== EXERCISE PROMPT ==
Transcribe word for word the lines below from the line with "Target: rear quarter window" through the line with "Exercise. Find the round", ends included.

### DATA TO PROCESS ###

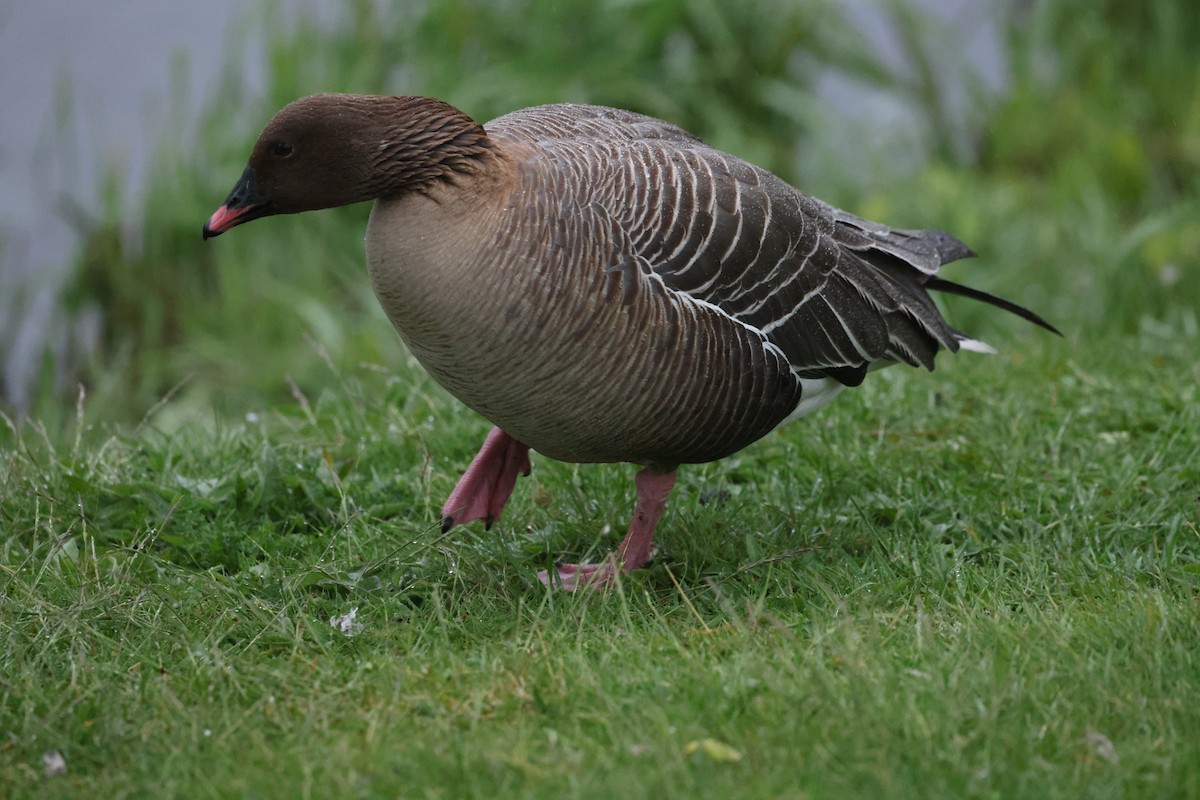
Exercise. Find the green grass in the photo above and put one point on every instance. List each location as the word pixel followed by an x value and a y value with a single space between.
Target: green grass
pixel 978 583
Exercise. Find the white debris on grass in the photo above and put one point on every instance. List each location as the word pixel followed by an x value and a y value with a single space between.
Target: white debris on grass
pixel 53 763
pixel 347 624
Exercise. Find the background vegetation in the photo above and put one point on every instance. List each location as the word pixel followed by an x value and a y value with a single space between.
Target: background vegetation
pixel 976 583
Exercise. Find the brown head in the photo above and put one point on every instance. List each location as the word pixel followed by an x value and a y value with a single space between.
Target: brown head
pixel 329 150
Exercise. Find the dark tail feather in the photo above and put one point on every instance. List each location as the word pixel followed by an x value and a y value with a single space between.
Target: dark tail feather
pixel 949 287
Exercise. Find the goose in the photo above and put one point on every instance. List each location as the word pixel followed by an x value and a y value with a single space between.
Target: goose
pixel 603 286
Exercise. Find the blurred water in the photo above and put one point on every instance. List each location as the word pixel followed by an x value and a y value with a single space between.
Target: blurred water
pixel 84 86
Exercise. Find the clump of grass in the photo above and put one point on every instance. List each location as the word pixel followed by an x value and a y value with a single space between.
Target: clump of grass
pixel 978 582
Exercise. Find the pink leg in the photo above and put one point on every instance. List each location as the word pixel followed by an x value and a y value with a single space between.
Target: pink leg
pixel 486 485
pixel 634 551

###
### DATA TO PROCESS ###

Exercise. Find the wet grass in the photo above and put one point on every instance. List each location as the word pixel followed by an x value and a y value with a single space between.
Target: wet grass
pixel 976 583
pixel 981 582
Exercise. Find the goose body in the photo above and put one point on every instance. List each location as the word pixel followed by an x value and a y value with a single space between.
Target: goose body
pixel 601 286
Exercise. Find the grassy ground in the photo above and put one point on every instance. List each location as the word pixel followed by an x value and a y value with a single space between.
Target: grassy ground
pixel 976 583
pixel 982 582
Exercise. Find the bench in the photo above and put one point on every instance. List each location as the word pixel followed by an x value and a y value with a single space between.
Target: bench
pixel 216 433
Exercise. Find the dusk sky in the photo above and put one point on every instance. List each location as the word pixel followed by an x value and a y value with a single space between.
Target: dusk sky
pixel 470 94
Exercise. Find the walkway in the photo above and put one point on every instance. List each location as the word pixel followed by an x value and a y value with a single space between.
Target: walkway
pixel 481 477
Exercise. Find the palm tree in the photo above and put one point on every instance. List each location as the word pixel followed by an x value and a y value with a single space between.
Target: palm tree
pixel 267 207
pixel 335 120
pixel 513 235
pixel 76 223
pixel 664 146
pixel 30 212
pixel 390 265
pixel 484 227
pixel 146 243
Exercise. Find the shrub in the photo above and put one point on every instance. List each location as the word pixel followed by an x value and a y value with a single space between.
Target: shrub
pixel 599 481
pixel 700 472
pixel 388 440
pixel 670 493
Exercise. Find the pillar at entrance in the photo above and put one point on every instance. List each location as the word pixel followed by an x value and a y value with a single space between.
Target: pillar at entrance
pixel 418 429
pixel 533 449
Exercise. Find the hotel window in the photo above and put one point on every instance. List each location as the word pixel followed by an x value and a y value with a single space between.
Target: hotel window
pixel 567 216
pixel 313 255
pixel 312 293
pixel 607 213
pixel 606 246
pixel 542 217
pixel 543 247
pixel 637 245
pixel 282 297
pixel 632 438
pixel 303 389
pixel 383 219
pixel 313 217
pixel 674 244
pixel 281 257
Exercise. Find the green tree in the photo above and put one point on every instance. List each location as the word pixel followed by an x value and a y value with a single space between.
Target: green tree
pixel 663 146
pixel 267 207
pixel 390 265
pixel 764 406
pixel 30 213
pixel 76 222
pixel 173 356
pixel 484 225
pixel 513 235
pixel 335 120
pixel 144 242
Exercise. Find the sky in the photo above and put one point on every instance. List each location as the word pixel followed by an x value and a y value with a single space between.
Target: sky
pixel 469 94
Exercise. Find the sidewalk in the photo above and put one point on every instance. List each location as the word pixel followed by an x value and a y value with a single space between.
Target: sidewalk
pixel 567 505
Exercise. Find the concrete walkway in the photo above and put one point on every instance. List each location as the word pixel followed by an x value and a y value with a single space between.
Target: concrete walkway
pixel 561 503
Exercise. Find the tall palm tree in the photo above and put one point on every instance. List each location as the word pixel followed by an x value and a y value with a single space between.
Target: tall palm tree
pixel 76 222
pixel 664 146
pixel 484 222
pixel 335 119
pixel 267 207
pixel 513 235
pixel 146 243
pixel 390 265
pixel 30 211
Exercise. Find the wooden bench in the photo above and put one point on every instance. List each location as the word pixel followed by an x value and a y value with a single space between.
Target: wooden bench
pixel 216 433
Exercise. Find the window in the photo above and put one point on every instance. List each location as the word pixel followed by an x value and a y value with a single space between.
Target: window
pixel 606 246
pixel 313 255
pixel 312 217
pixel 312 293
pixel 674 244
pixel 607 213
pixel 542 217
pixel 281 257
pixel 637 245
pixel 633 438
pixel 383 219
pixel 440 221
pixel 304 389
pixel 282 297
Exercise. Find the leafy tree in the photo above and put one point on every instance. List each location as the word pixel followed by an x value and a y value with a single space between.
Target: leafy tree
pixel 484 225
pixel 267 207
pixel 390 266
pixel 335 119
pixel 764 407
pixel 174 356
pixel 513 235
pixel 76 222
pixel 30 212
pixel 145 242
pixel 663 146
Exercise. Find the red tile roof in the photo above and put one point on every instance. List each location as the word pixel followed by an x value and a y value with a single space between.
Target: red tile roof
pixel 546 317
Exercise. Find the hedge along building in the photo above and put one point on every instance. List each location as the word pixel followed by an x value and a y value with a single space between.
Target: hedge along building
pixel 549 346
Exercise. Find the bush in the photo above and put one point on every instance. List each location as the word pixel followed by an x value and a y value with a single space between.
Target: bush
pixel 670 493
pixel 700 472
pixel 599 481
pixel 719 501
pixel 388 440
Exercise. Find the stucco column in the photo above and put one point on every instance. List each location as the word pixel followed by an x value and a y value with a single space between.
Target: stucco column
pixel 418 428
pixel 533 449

###
### DATA TO PROCESS ###

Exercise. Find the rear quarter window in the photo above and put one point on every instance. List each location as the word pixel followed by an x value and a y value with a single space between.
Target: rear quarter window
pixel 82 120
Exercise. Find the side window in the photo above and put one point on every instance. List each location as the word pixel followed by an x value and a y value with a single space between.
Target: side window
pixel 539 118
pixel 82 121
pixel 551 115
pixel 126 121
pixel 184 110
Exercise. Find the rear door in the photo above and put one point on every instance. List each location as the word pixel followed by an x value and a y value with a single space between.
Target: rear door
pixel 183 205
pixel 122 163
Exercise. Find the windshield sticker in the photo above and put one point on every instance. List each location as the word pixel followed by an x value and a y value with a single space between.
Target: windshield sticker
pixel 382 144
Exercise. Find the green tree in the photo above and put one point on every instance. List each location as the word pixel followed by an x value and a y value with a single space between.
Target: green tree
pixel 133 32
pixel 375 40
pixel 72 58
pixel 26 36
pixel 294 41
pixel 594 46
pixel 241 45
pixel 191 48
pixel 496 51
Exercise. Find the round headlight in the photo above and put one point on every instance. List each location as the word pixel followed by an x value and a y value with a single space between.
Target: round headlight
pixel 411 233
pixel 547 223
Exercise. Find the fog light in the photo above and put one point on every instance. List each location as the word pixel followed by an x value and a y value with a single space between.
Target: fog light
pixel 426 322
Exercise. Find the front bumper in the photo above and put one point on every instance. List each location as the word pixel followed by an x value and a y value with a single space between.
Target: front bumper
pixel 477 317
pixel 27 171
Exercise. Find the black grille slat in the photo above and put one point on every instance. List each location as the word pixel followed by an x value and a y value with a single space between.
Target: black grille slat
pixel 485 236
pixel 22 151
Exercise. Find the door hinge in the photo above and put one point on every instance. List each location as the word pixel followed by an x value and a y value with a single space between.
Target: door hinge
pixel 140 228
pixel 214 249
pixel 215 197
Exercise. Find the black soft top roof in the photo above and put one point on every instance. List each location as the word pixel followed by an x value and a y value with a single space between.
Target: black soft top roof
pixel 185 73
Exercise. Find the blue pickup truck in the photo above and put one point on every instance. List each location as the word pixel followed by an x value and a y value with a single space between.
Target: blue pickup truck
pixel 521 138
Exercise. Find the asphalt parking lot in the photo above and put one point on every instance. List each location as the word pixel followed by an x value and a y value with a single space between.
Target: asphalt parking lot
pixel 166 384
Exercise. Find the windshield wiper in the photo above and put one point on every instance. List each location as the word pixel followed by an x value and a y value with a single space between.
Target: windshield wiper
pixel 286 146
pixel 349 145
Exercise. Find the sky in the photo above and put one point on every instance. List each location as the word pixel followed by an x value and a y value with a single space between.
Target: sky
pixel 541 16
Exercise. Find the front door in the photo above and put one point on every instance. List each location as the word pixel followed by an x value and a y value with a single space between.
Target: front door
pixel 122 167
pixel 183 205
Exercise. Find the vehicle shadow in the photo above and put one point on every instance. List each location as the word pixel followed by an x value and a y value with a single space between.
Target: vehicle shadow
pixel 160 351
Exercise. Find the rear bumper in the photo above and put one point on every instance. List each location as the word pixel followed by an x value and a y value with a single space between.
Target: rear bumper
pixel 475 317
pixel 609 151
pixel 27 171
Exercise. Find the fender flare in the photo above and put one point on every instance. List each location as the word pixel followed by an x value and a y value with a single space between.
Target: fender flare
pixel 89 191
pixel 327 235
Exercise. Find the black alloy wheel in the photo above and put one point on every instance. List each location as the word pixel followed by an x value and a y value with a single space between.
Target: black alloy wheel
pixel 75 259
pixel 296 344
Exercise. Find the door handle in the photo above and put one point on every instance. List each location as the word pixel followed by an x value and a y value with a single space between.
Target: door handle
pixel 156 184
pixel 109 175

###

== REPLY TO THE EXERCISE ==
Target: rear quarter window
pixel 82 120
Exercise. Find the side window in the photo above and put one point on every instance. List each location as the word pixel followed by an x value and a y value with a single space between.
Target: side window
pixel 539 118
pixel 82 121
pixel 551 115
pixel 126 121
pixel 184 110
Exercise. Find the rear door in the photo above and put one point on every instance. List each location as the word pixel followed by an x value and a y value with a single space between.
Target: rear door
pixel 183 205
pixel 122 163
Exercise. Find the windshield sticker in the photo above and put one point on every instance. List each location as the word pixel followed by an x value and a y value with a single space between.
Target: windshield sticker
pixel 382 144
Exercise. Find the green tree in the photo above and put one point on every instance. List each location as the word pixel followed by an x value and a y value with a single space between.
Target: green tree
pixel 133 32
pixel 375 40
pixel 72 58
pixel 26 36
pixel 294 41
pixel 594 46
pixel 241 45
pixel 191 48
pixel 496 51
Exercise. Find the round headlight in the photo above and put one point on every instance. List each location as the word pixel followed by an x value and a y value with a single space between.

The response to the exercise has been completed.